### READING PASSAGE
↓
ELMIRA, N.Y. — Speed kills. Elmira had it. Trinity suffered.
The Elmira Soaring Eagles, in front of a large home crowd, crushed the Trinity Bantams 5-1 in the NCAA quarterfinals. The win sends Elmira to Lake Placid and their seventh national semifinal appearance.
“A great effort by our guys,” Elmira coach Tim Ceglarski said. “I thought the biggest difference was how we moved the puck tonight. You can pass the puck around to a lot of people when you are passing it well. I thought our speed was very good. I thought our puck possession and puck movement was the key to the game.”
Elmira used superior speed and size to attack Trinity time and time again, and the Bantams were unable to do anything about it.
“We’ve seen teams with similar type speed, but when you add some size and their skill to their top unit to that, they’re very difficult to contain,” Trinity coach David Cataruzolo said. “Although the puck was in our zone quite a bit, we need to protect the middle of our zone a little bit better. They were opportunistic. They played a very solid hockey game from their end out.”
Casey Tuttle got the win with 27 saves.
↑
### DATA PROVIDED
↓
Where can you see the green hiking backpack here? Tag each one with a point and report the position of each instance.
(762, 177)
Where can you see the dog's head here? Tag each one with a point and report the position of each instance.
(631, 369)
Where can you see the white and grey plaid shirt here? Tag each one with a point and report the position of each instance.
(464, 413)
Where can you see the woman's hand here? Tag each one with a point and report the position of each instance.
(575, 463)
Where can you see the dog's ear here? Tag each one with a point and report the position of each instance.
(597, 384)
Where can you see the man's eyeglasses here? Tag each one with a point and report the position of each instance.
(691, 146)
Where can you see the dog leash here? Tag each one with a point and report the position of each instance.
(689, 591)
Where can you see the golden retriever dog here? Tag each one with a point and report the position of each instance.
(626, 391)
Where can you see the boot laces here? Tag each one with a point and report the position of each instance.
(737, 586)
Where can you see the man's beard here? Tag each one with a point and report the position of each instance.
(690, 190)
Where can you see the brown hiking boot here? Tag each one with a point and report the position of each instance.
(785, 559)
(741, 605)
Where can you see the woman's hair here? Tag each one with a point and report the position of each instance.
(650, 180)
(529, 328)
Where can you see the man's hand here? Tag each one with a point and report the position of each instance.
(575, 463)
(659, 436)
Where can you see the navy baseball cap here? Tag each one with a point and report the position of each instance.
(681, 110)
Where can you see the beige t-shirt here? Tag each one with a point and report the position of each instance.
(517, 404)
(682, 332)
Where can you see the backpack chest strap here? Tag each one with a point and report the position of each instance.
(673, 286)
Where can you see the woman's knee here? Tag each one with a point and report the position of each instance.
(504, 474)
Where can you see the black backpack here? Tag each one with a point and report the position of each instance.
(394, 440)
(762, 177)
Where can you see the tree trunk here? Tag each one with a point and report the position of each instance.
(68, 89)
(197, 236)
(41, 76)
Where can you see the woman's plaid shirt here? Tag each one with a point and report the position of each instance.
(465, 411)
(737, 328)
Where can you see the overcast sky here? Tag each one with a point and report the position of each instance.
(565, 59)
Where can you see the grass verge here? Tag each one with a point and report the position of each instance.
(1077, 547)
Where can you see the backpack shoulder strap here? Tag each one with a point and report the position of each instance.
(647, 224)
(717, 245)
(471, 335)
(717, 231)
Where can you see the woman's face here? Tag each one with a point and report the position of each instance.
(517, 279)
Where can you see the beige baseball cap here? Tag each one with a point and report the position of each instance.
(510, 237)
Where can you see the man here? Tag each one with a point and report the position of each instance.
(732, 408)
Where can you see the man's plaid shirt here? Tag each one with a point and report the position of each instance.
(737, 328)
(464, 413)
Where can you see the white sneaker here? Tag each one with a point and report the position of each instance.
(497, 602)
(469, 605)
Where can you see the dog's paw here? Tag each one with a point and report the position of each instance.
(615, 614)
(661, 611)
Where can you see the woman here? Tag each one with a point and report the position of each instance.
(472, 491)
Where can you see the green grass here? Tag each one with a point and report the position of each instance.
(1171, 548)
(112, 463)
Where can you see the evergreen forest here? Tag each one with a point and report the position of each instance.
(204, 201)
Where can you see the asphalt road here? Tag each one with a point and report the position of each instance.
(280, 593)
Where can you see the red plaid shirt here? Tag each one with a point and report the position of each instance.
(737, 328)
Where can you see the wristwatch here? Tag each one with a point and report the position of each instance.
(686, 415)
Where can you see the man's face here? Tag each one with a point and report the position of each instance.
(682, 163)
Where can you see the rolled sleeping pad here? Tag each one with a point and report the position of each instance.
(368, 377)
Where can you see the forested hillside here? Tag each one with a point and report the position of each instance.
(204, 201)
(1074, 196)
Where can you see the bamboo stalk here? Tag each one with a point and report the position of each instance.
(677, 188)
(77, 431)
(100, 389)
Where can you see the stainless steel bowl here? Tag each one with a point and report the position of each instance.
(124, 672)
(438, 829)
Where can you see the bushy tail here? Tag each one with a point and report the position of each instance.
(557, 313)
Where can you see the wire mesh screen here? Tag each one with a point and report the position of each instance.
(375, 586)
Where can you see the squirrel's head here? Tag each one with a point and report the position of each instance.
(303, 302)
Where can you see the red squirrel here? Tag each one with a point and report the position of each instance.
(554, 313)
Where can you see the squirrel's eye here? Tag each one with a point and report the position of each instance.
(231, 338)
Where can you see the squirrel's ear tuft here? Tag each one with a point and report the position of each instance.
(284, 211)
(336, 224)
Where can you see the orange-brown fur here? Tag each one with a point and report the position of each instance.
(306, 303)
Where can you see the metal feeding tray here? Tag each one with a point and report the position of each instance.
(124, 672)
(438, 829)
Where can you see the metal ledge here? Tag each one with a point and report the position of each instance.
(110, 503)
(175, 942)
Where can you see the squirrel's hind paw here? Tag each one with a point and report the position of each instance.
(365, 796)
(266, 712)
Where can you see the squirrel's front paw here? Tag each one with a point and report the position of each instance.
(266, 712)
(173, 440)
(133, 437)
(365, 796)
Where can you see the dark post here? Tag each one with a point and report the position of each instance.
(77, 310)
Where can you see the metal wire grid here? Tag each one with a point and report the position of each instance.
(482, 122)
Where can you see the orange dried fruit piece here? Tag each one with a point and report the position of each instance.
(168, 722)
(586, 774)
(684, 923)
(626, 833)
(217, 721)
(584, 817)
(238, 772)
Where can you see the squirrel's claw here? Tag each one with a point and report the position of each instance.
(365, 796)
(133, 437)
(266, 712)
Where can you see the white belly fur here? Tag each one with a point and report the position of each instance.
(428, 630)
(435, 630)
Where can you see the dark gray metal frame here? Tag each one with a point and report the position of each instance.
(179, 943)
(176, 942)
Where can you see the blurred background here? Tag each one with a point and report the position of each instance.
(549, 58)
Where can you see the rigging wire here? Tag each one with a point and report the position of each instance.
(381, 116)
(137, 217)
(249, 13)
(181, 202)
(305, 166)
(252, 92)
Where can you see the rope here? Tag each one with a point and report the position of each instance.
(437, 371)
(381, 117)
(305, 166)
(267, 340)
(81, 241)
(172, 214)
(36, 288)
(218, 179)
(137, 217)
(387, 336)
↑
↓
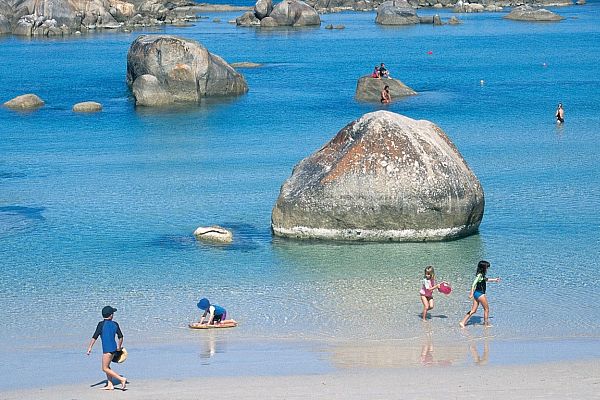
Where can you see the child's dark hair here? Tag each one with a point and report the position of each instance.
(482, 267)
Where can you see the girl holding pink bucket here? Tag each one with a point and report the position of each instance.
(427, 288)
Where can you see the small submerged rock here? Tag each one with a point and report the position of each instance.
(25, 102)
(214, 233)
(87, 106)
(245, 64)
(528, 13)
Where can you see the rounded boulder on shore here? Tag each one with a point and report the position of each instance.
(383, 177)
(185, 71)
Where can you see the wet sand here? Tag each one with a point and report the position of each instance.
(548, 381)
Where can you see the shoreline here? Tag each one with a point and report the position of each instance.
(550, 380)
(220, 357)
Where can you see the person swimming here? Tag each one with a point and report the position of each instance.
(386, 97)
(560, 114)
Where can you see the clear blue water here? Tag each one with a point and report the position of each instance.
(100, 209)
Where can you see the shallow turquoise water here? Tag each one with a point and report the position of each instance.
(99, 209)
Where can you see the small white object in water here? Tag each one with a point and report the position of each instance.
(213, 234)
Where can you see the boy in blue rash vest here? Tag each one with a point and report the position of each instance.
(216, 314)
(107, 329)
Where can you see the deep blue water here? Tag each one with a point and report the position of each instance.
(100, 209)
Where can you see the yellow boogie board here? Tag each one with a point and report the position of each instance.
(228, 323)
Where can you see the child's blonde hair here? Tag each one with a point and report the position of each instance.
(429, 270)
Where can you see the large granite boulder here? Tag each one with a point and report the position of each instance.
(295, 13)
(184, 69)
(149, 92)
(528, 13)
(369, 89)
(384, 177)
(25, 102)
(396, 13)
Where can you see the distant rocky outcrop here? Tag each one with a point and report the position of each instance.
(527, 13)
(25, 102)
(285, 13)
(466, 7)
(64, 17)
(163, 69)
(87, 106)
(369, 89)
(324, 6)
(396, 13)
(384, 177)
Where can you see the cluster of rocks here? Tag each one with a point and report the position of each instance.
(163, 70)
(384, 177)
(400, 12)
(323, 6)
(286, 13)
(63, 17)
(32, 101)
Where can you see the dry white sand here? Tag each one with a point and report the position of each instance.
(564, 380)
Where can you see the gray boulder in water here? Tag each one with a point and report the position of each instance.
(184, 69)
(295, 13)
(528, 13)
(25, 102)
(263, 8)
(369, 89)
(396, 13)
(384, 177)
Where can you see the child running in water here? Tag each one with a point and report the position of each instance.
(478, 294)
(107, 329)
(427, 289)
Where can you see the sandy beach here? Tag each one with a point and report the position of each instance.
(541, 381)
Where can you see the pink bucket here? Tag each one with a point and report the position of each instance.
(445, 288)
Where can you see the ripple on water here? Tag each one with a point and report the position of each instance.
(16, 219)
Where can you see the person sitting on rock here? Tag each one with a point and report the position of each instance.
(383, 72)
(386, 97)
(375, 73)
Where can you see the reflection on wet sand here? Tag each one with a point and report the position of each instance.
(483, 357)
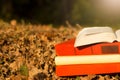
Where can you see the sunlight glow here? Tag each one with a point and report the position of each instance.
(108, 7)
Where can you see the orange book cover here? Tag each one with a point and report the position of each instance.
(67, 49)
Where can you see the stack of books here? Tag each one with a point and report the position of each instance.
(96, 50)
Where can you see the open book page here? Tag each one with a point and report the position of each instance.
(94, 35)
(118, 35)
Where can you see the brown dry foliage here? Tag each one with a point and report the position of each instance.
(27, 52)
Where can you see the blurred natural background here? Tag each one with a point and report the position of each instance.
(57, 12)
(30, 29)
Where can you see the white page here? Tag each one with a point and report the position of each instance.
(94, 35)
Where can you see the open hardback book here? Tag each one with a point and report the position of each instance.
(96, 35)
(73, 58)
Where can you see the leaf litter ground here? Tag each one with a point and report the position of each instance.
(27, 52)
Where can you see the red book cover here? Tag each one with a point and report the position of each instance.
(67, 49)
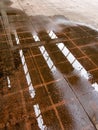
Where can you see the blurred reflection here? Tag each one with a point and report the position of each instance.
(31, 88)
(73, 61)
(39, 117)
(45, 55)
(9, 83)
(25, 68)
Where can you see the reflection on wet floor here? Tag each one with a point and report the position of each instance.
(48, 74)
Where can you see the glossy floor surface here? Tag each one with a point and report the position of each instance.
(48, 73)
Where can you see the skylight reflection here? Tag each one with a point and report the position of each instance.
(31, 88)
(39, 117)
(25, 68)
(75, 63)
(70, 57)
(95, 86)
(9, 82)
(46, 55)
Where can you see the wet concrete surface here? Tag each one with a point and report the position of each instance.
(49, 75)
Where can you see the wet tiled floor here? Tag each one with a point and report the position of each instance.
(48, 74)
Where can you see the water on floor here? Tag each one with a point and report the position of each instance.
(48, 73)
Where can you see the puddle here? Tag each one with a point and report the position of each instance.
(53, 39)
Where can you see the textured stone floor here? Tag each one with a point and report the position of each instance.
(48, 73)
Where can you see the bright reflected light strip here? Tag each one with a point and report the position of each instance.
↑
### PROBLEM SET
1) Shorten the paragraph in the game recap that starts "The Elmira Soaring Eagles," keeping its main facts.
2) Name every person mentioned in the game recap.
3) Copy word for word from the game recap, beginning at the words "ELMIRA, N.Y. —" and stopping after "anything about it.".
This data comes from a different source than the text.

### ANSWERS FOR THE TASKS
1) Before a large home crowd, the Elmira Soaring Eagles beat the Trinity Bantams 5-1 in the NCAA quarterfinals, sending Elmira to Lake Placid for its seventh national semifinal appearance.

2)
Tim Ceglarski
David Cataruzolo
Casey Tuttle

3)
ELMIRA, N.Y. — Speed kills. Elmira had it. Trinity suffered.
The Elmira Soaring Eagles, in front of a large home crowd, crushed the Trinity Bantams 5-1 in the NCAA quarterfinals. The win sends Elmira to Lake Placid and their seventh national semifinal appearance.
“A great effort by our guys,” Elmira coach Tim Ceglarski said. “I thought the biggest difference was how we moved the puck tonight. You can pass the puck around to a lot of people when you are passing it well. I thought our speed was very good. I thought our puck possession and puck movement was the key to the game.”
Elmira used superior speed and size to attack Trinity time and time again, and the Bantams were unable to do anything about it.